- [TEXT]
Title 10, Section 118 of the United States Code specifies that the “Secretary of Defense shall every four years, during a year following a year evenly divisible by four, conduct a comprehensive examination (to be known as a ‘quadrennial defence review’) of the national defence strategy, force structure, force modernization plans, infrastructure, budget plan, and other elements of the defence program and policies of the United States with a view toward determining and expressing the defence strategy of the United States and establishing a defence program for the next 20 years. Each such quadrennial defence review shall be conducted in consultation with the Chairman of the Joint Chiefs of Staff.”
The next QDR will be conducted next year and will be made public in 2010.
South Africa has no such law. We tend to follow the Westminster tradition, where ministers publish policy and strategic prescriptions in the form of White Papers or otherwise as they see fit.
The last White Paper on Defence is now nearly a teenager, being published and adopted by Cabinet and Parliament in 1996. Professor Mike Hough, director of the Institute for Strategic Studies at the University of Pretoria remembers as many as eight of these or similar documents being produced between the 1960s and the end of white oligarchy in 1994.
The defence department has been working on an update on the 1996 White Paper and its companion Defence Review, now a decade young, since about 2005. Simphiwe Dlamini, the DoD’s head of communication, says the document, now known as Defence Update 2025 is on new minister Charles Nqakula’s desk.
The minister is shortly to be briefed on the much-awaited document and once I agreement with its content, will be taking it to Cabinet and then Parliament for further approval.
We like to say that defence is too important to leave to the generals. Speaking at the opening of the opening of the Australian Security Policy Institute in 2002, that country’s then-defence minister, Robert Hill said much the same when he averred that “there is no area where public understanding and informed debate is more important.
“Yet there is not a lot of that debate in the community… Outside defence circles there is little discussion on what are the appropriate roles for the Defence Force. There is even less debate on what the public is prepared to pay for defence.” This is equally true of South Africa and Africa.
This publication seeks to be one part of the answer to Hill’s challenge.
Institutionalising the defence debate is another. One way of doing this would be to regularise policy papers, white or other, through a law of general application or by amending the Defence Act. Let’s start small and do the latter.
Let us insert a section that mandates a White Paper on Defence every five years: a quintennial defence review (QDR). Unlike the US, and like Australia and other Commonwealth counties SA follows a five-year electoral cycle, so a QDR every five years would be appropriate. We can mandate that it addresses much the same issues.
But back to the word “mandate”…
We need to ensure and legislate into that section three key concepts:
  1. No unfunded mandates. 
  2. A conceptual model based on mandate rather than cost.
  3. Public participation
Unfunded mandates
A reading of the DoD 2008 Annual report shows the poisonous effect of unfunded mandates.

- [RECORDS FOR THIS EXERCISE]
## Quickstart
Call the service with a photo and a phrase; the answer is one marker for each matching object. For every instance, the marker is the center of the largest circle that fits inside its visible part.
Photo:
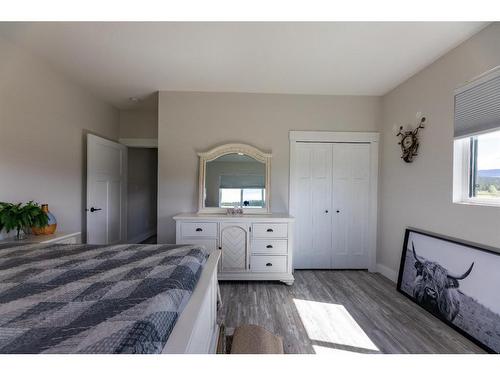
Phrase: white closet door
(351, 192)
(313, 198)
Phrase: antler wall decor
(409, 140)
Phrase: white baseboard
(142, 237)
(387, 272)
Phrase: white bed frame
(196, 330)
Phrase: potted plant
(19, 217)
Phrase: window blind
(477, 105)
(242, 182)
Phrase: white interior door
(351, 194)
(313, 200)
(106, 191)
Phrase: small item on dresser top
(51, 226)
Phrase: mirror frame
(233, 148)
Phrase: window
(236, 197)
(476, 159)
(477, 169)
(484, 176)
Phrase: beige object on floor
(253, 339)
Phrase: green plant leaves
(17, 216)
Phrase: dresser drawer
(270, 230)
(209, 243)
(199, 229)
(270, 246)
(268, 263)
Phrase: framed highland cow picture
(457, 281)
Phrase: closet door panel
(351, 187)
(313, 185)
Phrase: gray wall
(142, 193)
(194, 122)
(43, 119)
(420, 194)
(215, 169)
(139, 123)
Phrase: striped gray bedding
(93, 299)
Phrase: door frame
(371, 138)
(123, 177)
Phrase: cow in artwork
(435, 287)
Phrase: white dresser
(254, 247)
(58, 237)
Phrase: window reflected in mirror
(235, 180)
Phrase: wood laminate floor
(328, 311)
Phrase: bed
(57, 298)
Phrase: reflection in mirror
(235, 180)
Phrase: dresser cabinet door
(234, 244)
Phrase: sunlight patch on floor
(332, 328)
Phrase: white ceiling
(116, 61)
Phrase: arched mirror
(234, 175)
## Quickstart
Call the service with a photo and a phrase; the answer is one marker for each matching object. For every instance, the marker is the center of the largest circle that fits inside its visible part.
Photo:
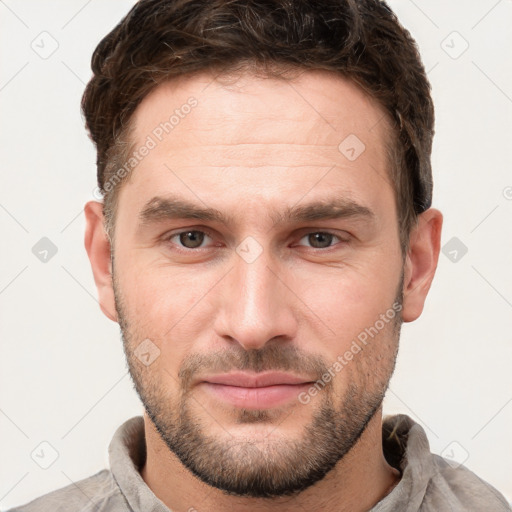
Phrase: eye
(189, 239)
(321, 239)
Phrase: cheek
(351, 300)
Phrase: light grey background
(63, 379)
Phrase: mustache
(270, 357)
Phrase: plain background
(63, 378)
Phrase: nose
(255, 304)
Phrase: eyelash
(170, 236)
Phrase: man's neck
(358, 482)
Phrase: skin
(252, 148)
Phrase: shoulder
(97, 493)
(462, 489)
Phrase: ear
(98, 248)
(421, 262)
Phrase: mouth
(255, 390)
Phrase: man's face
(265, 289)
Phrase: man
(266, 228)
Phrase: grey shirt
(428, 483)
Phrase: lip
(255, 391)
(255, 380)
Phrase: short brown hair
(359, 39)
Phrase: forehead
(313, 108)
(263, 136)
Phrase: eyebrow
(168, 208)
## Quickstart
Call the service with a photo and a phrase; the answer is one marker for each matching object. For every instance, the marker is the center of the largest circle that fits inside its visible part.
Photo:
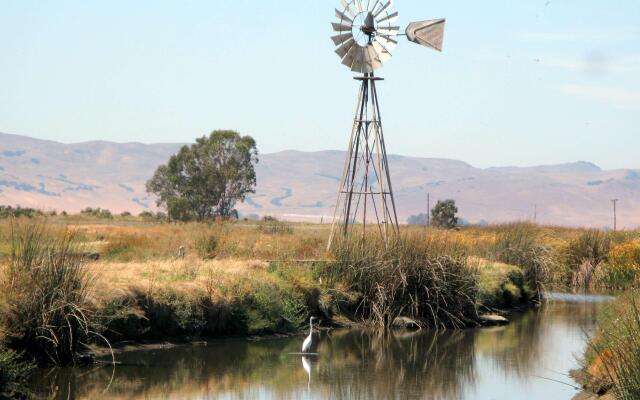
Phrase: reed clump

- [INSTRUCTIONS]
1. In the defence review text, who is named as the DoD's head of communication?
2. In the records, replace "grey" with "gray" in the lines that start with the line containing "Phrase: bed" and run through the end of the records, both ends included. Return only those lines, with the pictures left out.
The text and the records come from two unrelated sources.

- [SOLUTIONS TO EACH TASK]
1. Simphiwe Dlamini

2.
Phrase: bed
(57, 298)
Phrase: reflection in mirror
(235, 180)
Phrase: dresser cabinet door
(234, 244)
Phrase: sunlight patch on floor
(332, 328)
Phrase: white ceiling
(116, 61)
Phrase: arched mirror
(234, 175)
## Quickstart
Call the service with a photo and a phrase; the answer is one marker for each matching object. For every instance, the marker is the center of the largest circle that fits inside its visible part.
Photo:
Phrase: eye
(189, 239)
(321, 239)
Phrase: cheek
(351, 300)
Phrase: light gray background
(63, 379)
Phrase: mustache
(270, 357)
Phrase: plain background
(63, 378)
Phrase: nose
(255, 304)
Phrase: eyelash
(170, 236)
Phrase: man's neck
(358, 482)
Phrase: skin
(252, 148)
Phrase: shoulder
(97, 493)
(462, 489)
Phrase: ear
(98, 248)
(421, 262)
Phrase: mouth
(255, 390)
Phrase: man's face
(265, 289)
Phrase: man
(266, 228)
Phrase: gray shirt
(428, 483)
Phrase: lip
(255, 391)
(255, 380)
Phrase: short brown hair
(359, 39)
Phrase: forehead
(313, 108)
(263, 136)
Phrase: eyebrow
(168, 208)
## Quickstart
Call the service with a photo and a phrase; the answer is one marker for each matching object. For every instance, the marker is the center of the largest circle that fits inside its visible part.
Photo:
Phrase: reed clump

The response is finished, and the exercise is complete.